_Material for this exercise_
▬▬▬▬▬▬

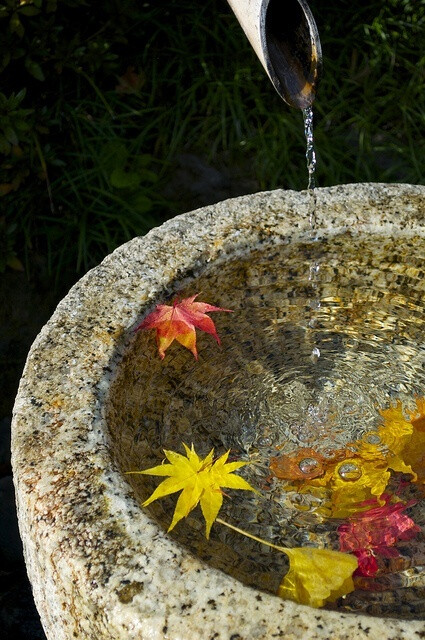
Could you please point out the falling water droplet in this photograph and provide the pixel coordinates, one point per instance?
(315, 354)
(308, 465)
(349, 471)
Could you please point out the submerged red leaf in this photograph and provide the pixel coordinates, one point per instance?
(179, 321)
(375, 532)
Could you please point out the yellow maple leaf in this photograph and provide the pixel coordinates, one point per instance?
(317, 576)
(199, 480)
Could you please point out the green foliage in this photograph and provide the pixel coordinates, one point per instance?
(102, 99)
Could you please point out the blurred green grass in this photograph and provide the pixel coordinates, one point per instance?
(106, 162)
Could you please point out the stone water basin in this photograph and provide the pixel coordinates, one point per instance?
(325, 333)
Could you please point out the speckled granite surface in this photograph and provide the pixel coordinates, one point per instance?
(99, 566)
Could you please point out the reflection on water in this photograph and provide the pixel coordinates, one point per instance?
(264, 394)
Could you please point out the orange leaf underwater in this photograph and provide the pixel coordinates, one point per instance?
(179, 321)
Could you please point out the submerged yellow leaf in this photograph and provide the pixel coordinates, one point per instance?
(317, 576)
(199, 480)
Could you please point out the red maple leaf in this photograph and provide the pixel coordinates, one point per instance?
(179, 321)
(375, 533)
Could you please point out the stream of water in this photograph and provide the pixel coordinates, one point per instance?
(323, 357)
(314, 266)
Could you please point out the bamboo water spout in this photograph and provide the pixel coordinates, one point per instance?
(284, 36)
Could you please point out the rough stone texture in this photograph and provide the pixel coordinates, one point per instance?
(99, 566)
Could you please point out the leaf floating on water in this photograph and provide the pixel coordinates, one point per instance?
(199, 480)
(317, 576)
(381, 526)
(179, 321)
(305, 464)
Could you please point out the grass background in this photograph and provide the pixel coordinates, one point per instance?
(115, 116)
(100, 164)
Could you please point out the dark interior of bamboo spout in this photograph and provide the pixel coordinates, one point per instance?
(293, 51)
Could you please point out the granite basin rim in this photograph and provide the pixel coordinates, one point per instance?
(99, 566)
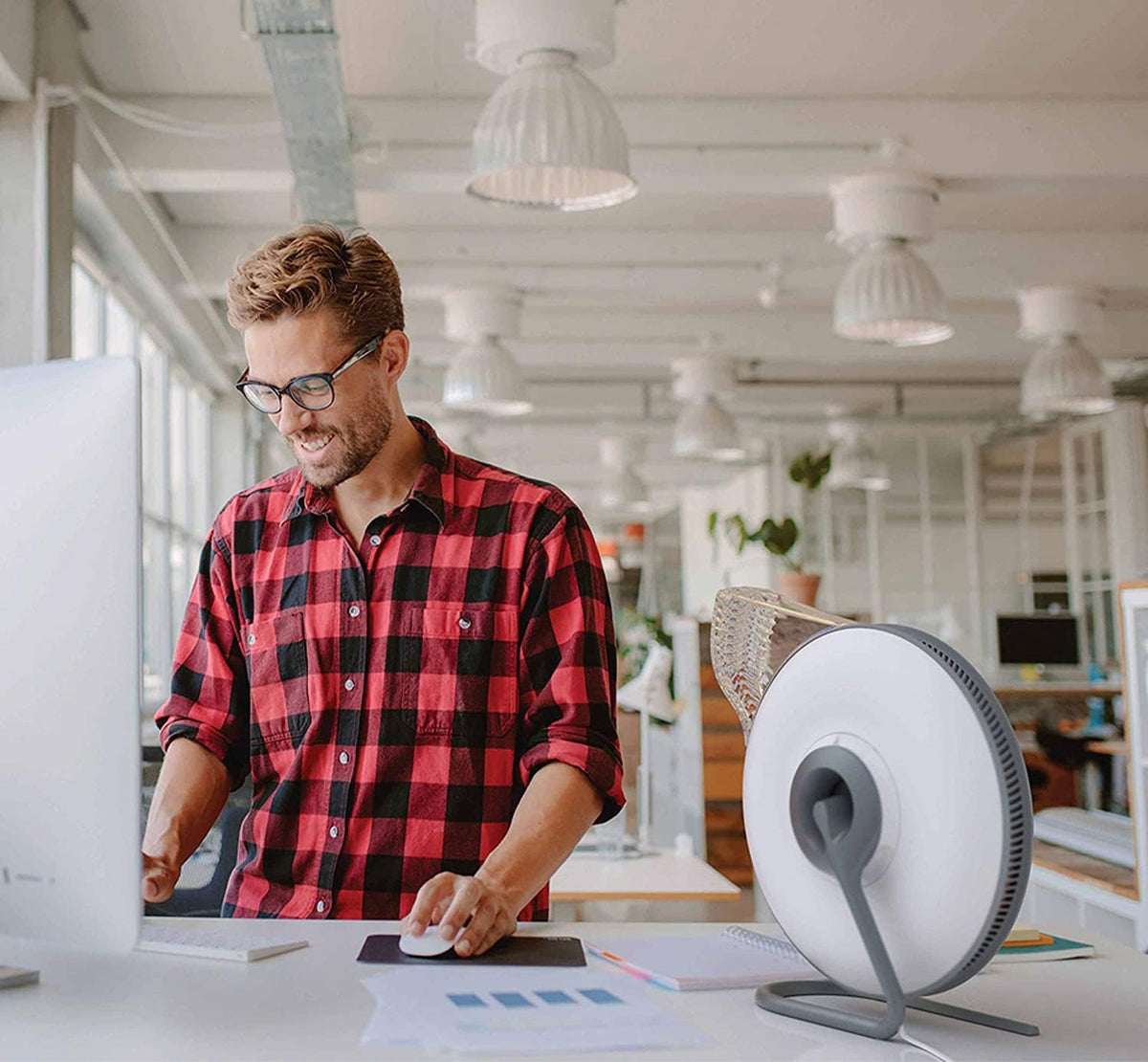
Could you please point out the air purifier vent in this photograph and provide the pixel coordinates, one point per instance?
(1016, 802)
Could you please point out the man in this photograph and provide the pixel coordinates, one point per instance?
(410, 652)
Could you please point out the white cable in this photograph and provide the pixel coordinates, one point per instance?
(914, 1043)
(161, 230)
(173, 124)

▬▬▬▬▬▬

_Exercise_
Each entry, word for word, belongs in your answer; each picture does not.

_Answer to this problem_
Could you please point out the falling water droplet in this photograph and provide the pixel coordinates, one point per instance?
(315, 354)
(308, 465)
(349, 471)
Could you please point out the submerged red leaf in this photograph and provide the pixel coordinates, one point per instance?
(179, 321)
(375, 532)
Could you please point out the yellow maple leaf in this photograph and provide the pixel coordinates, one point per instance?
(317, 576)
(199, 480)
Could you please point out the green foliage in this photograph and provide the pixel coordinates, one point per instance?
(102, 99)
Could you please point out the blurred green grass in this photograph and provide the pixel coordinates, one point per instance?
(106, 162)
Could you please point out the stone water basin in this photograph and provide the pixel coordinates, one point per instance?
(325, 333)
Could you please point out the speckled granite surface in this photograph and provide the pixel coordinates, one point per instance?
(99, 566)
Could you please point out the reflection on water in this photograph and provide the pixel coordinates, one point per instance?
(264, 394)
Could you please point out the orange leaf underwater in this photograph and provide the pixel coordinates, one point per instance?
(179, 321)
Could you please point out the submerged yellow leaf in this photograph and provide the pixel coordinates, one point per instance?
(317, 576)
(199, 480)
Could you please point out the red maple leaf in this photograph and provide the pixel coordinates, one point per instance?
(179, 321)
(375, 533)
Could you please point out the stream of water in this photograph and provide the pixel coordinates, one point per instance?
(323, 357)
(314, 266)
Could you please point out the bamboo water spout in this photograph and provide the pixel coordinates, one point per instance?
(284, 36)
Could you please point out the rough stone texture in this photograph and provide the pixel coordinates, one point per instance?
(99, 566)
Could you please point out the leaf floating on water in this photograph and provide the pixel coordinates, one point per instance?
(199, 480)
(317, 576)
(381, 526)
(179, 321)
(305, 464)
Could you please point out the grass background in this photograph and provide the pixel coordinates, one point per instance?
(115, 116)
(100, 164)
Could you please point out the dark interior of bamboo spout in this photograph and provide the pixel coordinates, one point per instance?
(293, 51)
Could you please point out the granite basin rim in this photograph and provide the pixel coordinates, one point per instance?
(99, 566)
Could you please point out the air purifier vent in this photograph and provide the pixel coordinates, one point per instance?
(1016, 802)
Could you please point out the man in this photograph and provide the pixel coordinates, one point per instance?
(410, 652)
Could you please point out the white cable in this photograph and provide the pixel coordinates, one point per instance?
(914, 1043)
(161, 230)
(173, 124)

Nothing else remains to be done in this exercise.